• [Stated problem 1] Return the server downtime post below word for word.

Server Downtime

  • jacob1
    July 2015 Developer 16 Permalink
    As i'm sure you know by now, the server has been down for the last 2 days. But don't worry, TPT isn't dead and everything is totally fine. The server is finally back up now, so i'll try to explain what happened here (based on what @Simon was saying)

    At ~6:20PM UTC on July 17th, the server host (OVH, RBX-1 in France) has some kind of power failure. A bunch of servers went down, including the TPT server (fancy image). The power went off 2-3 times over the next few hours. During one of the first power failures a single save was corrupted (had 100 views and a tag), so Simon shut down the server after this to prevent more damage and to do a full backup of everything.

    The server was supposed to come back up July 18th, after the backup completed overnight. It didn't complete though, because a disk had a hardware failure (apparently unrelated to the power failure). Trying to read from the disk often just crashed the server entirely. Simon spent the entire day trying to backup this disk without it crashing, and eventually got it. This means all your saves / other data is all OK, nothing to worry about there. It was actually only 4KB of area that was causing the entire issue, and later investigation showed that there wasn't actually anything stored there, so nothing was lost.

• [Stated problem 2] Retype the rows from their first line through the line holding "(295, 455), (698, 684)", both included, and leave the pictures out.

• [Exercise material]
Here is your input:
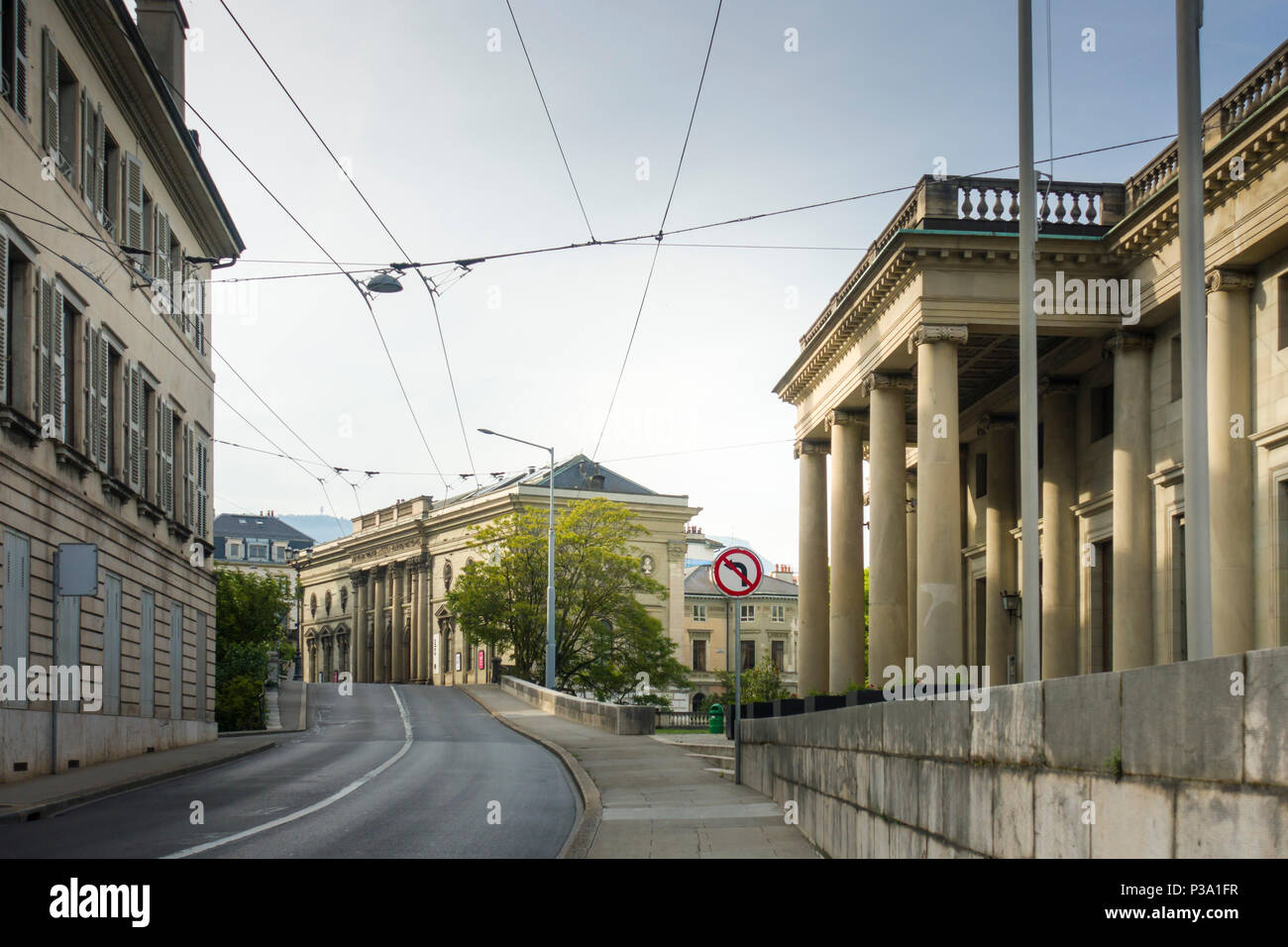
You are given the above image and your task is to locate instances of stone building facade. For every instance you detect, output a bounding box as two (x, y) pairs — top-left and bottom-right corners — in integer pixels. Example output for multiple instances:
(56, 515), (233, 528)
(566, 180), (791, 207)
(774, 37), (1288, 691)
(0, 0), (242, 780)
(295, 455), (698, 684)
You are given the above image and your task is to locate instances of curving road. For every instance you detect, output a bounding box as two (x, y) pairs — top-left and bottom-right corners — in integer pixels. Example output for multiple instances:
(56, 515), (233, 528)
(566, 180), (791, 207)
(0, 684), (577, 858)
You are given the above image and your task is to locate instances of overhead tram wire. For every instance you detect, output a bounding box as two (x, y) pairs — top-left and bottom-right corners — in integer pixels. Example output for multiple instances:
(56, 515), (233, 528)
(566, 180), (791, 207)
(216, 0), (478, 487)
(592, 0), (724, 458)
(505, 0), (597, 243)
(162, 69), (447, 487)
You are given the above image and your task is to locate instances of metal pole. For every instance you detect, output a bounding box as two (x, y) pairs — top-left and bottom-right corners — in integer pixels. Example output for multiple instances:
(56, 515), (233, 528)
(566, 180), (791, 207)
(546, 447), (555, 690)
(1019, 0), (1042, 681)
(1176, 0), (1212, 661)
(730, 603), (742, 786)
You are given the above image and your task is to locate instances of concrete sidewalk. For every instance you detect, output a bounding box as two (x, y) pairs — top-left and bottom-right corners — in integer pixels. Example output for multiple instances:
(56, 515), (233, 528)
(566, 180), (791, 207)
(464, 684), (818, 858)
(0, 732), (283, 823)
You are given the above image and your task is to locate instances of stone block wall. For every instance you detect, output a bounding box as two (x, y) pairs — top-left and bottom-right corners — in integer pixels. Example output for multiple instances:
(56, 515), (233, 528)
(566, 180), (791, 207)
(742, 648), (1288, 858)
(501, 678), (657, 734)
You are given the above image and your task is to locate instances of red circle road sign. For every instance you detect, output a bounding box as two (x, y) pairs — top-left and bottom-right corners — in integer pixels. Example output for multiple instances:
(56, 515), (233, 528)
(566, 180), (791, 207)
(711, 546), (761, 598)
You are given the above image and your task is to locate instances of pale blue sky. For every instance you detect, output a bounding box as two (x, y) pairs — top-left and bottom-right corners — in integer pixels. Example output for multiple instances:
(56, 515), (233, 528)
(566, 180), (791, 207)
(185, 0), (1288, 565)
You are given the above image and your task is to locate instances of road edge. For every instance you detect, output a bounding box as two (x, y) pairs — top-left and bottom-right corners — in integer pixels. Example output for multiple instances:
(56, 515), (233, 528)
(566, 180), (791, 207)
(0, 742), (277, 824)
(460, 686), (604, 858)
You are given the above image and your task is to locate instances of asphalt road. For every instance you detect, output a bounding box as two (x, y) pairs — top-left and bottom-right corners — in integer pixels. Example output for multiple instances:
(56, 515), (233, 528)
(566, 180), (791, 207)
(0, 684), (577, 858)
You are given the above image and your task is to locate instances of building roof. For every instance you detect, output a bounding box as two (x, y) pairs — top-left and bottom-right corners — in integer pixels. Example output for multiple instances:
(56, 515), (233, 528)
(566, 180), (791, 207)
(684, 566), (800, 598)
(215, 513), (313, 549)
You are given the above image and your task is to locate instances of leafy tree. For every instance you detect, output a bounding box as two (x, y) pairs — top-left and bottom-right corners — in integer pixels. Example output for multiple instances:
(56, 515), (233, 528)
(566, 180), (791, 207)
(447, 497), (687, 702)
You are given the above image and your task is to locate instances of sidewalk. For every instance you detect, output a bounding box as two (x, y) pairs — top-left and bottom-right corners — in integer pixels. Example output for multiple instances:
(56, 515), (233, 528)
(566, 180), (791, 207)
(464, 684), (818, 858)
(0, 732), (282, 823)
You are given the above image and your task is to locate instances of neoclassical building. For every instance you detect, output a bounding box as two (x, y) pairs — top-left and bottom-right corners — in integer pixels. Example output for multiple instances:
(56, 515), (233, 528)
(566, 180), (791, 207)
(774, 44), (1288, 693)
(293, 455), (699, 684)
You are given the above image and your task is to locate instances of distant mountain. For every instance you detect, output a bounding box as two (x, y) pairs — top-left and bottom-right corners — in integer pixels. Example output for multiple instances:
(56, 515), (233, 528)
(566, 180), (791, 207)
(277, 514), (353, 543)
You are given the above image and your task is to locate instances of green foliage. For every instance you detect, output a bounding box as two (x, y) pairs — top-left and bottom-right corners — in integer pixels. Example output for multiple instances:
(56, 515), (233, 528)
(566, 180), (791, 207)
(447, 497), (687, 703)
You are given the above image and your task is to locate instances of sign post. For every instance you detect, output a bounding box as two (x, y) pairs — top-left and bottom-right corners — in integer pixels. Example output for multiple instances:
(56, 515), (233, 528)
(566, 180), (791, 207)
(711, 546), (763, 786)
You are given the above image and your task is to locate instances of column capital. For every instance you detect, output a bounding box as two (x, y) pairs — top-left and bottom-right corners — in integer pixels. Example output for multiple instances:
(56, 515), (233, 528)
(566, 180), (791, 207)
(1207, 266), (1257, 292)
(793, 441), (832, 460)
(1038, 374), (1078, 397)
(1105, 331), (1154, 356)
(859, 371), (914, 397)
(979, 415), (1019, 434)
(909, 323), (970, 352)
(823, 408), (868, 430)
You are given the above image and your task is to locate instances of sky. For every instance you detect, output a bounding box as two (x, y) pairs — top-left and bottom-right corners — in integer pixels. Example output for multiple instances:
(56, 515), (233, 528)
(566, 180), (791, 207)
(184, 0), (1288, 565)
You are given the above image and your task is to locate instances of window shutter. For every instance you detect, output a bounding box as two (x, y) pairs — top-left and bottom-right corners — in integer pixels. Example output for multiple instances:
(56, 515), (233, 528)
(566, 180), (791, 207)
(121, 155), (147, 250)
(13, 0), (31, 121)
(40, 29), (59, 155)
(49, 286), (67, 443)
(125, 362), (143, 493)
(0, 233), (13, 404)
(35, 277), (54, 425)
(94, 326), (112, 473)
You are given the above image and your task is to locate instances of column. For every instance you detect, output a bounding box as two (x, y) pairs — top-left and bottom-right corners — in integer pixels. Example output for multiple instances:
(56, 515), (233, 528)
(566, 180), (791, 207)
(788, 441), (829, 697)
(863, 372), (912, 686)
(1205, 269), (1256, 657)
(827, 411), (867, 693)
(1040, 378), (1079, 678)
(371, 566), (389, 684)
(389, 562), (407, 684)
(1105, 333), (1154, 672)
(416, 554), (434, 684)
(979, 415), (1020, 684)
(912, 326), (966, 668)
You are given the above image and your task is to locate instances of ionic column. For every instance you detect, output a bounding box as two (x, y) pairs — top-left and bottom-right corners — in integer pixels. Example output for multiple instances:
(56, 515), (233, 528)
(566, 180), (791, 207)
(349, 570), (371, 683)
(1042, 378), (1079, 678)
(416, 556), (434, 684)
(389, 562), (407, 684)
(910, 326), (966, 668)
(788, 441), (829, 697)
(1105, 333), (1154, 672)
(371, 566), (389, 684)
(1205, 269), (1256, 657)
(863, 372), (912, 686)
(979, 415), (1019, 683)
(825, 411), (867, 693)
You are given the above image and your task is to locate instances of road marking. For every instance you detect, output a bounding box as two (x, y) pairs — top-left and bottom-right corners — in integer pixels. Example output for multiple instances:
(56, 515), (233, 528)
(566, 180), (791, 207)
(163, 684), (412, 858)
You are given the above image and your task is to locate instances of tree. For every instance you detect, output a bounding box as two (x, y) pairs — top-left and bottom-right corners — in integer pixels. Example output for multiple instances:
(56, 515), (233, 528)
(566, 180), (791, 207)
(215, 570), (291, 730)
(447, 497), (687, 702)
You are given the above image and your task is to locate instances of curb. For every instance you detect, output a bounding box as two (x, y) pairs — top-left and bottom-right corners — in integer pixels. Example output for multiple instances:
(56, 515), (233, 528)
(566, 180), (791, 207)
(0, 743), (277, 824)
(461, 686), (604, 858)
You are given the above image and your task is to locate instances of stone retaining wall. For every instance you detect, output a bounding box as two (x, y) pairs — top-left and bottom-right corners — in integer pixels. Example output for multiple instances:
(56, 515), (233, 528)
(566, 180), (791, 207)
(742, 648), (1288, 858)
(501, 678), (657, 734)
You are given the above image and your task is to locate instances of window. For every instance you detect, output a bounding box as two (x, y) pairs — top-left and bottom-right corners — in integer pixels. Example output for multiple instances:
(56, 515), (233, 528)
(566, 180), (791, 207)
(0, 0), (29, 119)
(1090, 384), (1115, 441)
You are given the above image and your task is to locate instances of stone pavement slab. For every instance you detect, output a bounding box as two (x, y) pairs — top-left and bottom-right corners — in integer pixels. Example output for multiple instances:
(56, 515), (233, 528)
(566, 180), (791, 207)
(465, 684), (819, 858)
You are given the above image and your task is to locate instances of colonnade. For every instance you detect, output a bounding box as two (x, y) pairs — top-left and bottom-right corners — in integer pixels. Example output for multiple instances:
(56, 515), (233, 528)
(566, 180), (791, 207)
(795, 287), (1254, 695)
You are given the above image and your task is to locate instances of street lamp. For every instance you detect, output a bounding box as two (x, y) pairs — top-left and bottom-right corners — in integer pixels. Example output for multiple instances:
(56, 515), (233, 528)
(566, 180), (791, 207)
(478, 428), (555, 690)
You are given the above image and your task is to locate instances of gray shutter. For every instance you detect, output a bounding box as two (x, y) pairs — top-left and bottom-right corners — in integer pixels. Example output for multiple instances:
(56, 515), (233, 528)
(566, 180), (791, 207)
(125, 362), (143, 493)
(49, 286), (67, 443)
(0, 233), (13, 404)
(13, 0), (31, 121)
(121, 154), (147, 250)
(40, 29), (60, 156)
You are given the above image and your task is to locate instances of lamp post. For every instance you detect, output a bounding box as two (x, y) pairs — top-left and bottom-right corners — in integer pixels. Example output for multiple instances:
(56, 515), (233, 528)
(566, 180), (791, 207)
(478, 428), (555, 690)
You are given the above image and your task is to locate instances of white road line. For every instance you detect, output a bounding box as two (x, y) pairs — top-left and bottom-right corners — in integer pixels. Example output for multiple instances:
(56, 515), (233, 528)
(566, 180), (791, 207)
(162, 684), (412, 858)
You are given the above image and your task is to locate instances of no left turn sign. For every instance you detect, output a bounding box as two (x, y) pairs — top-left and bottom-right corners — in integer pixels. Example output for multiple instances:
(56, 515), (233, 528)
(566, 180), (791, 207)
(711, 546), (761, 598)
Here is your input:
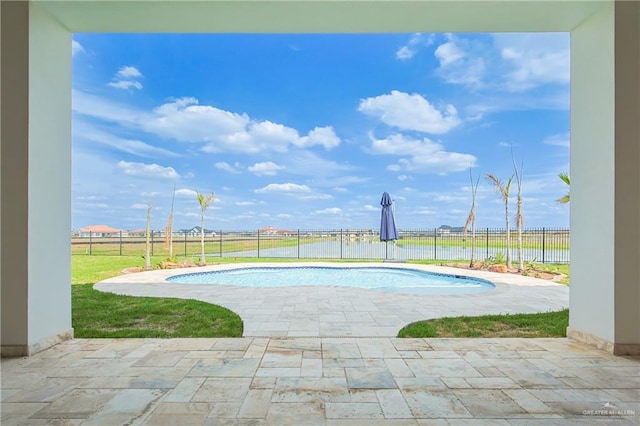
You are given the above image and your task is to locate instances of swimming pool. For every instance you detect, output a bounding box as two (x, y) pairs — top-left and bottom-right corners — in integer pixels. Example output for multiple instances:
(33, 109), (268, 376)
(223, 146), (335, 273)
(167, 266), (495, 295)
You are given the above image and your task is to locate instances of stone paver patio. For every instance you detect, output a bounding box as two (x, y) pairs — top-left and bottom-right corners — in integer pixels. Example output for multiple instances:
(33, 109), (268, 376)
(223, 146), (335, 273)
(0, 337), (640, 426)
(95, 262), (569, 337)
(0, 263), (640, 426)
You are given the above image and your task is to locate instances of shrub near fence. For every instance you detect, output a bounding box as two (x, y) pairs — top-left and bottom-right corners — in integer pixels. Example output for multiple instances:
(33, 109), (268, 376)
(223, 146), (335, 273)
(71, 228), (569, 263)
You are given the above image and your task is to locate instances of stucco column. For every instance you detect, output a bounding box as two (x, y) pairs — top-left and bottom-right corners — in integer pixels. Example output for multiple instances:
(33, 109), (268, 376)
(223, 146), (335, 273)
(0, 2), (73, 356)
(568, 1), (640, 355)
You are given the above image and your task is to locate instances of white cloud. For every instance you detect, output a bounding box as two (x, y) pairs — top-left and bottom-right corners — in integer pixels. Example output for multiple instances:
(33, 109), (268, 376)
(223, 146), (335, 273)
(107, 80), (142, 90)
(396, 33), (435, 61)
(72, 91), (340, 154)
(116, 66), (143, 80)
(435, 41), (464, 67)
(254, 183), (311, 194)
(314, 207), (342, 216)
(293, 126), (340, 149)
(358, 90), (460, 134)
(71, 40), (84, 56)
(247, 161), (284, 176)
(300, 194), (334, 200)
(493, 33), (570, 92)
(118, 161), (180, 179)
(73, 119), (179, 158)
(218, 161), (242, 174)
(542, 132), (571, 148)
(107, 65), (144, 90)
(396, 46), (416, 60)
(370, 134), (476, 175)
(434, 34), (487, 88)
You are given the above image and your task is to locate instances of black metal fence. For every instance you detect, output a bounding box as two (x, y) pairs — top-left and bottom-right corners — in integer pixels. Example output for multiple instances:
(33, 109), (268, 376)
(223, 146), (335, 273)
(71, 228), (569, 263)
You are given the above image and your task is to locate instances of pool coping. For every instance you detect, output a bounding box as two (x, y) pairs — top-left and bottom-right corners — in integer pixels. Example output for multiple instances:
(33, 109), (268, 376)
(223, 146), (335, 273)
(94, 262), (569, 337)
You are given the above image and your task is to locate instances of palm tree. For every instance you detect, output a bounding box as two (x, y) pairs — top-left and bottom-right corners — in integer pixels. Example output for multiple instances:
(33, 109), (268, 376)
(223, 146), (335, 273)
(144, 200), (151, 269)
(196, 191), (214, 265)
(556, 173), (571, 204)
(511, 155), (524, 272)
(462, 168), (480, 268)
(164, 185), (176, 260)
(487, 173), (513, 269)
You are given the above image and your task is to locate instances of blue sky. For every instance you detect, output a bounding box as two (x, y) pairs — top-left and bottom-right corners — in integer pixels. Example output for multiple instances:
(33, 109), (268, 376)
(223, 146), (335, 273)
(72, 33), (569, 230)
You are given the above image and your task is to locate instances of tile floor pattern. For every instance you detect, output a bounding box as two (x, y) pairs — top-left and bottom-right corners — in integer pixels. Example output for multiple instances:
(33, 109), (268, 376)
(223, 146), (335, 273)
(0, 337), (640, 426)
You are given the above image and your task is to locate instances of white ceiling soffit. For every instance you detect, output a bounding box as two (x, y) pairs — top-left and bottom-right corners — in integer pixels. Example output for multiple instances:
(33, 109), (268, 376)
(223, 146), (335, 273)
(37, 0), (613, 33)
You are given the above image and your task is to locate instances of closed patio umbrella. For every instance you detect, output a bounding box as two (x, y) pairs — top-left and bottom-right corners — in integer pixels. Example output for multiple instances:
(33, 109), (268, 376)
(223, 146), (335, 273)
(380, 192), (398, 257)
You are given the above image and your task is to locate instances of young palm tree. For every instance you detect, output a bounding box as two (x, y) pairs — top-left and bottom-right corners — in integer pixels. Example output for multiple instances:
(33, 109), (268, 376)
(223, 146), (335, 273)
(144, 200), (151, 269)
(556, 173), (571, 204)
(197, 192), (214, 265)
(462, 168), (480, 268)
(487, 173), (513, 269)
(511, 155), (524, 272)
(164, 186), (176, 260)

• [Correct response 1]
Server Downtime

  • jacob1
    July 2015 Developer 16 Permalink
    As i'm sure you know by now, the server has been down for the last 2 days. But don't worry, TPT isn't dead and everything is totally fine. The server is finally back up now, so i'll try to explain what happened here (based on what @Simon was saying)

    At ~6:20PM UTC on July 17th, the server host (OVH, RBX-1 in France) has some kind of power failure. A bunch of servers went down, including the TPT server (fancy image). The power went off 2-3 times over the next few hours. During one of the first power failures a single save was corrupted (had 100 views and a tag), so Simon shut down the server after this to prevent more damage and to do a full backup of everything.

    The server was supposed to come back up July 18th, after the backup completed overnight. It didn't complete though, because a disk had a hardware failure (apparently unrelated to the power failure). Trying to read from the disk often just crashed the server entirely. Simon spent the entire day trying to backup this disk without it crashing, and eventually got it. This means all your saves / other data is all OK, nothing to worry about there. It was actually only 4KB of area that was causing the entire issue, and later investigation showed that there wasn't actually anything stored there, so nothing was lost.

• [Correct response 2]
Here is your input:
You are given the above image and your task is to locate instances of stone building facade. For every instance you detect, output a bounding box as two (x, y) pairs — top-left and bottom-right corners — in integer pixels. Example output for multiple instances:
(56, 515), (233, 528)
(566, 180), (791, 207)
(774, 37), (1288, 691)
(0, 0), (242, 780)
(295, 455), (698, 684)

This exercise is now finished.